Data shown —
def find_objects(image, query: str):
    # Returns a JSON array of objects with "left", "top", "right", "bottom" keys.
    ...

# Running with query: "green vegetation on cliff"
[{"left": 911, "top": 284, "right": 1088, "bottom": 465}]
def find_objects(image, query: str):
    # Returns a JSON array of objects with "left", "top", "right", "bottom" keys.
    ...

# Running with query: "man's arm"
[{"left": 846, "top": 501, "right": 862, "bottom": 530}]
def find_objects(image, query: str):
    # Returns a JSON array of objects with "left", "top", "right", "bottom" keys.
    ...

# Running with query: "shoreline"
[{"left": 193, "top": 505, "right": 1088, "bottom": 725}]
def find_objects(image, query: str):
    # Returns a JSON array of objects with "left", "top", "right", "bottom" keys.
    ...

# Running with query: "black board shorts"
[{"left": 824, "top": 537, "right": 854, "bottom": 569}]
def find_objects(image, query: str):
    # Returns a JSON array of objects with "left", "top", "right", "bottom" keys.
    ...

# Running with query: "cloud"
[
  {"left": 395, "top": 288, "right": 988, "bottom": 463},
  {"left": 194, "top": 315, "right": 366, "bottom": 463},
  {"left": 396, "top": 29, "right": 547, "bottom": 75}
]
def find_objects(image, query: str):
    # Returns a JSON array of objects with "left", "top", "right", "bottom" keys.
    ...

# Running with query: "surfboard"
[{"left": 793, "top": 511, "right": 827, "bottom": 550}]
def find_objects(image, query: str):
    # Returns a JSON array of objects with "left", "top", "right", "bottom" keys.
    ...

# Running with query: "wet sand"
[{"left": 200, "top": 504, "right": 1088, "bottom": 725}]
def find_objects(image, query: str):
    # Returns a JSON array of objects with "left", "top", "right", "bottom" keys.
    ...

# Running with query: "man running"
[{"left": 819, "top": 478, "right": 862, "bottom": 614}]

The exercise — Report how many lines in the records above contain the string "Running", matching case exactly. Give only the number.

Complete response — 8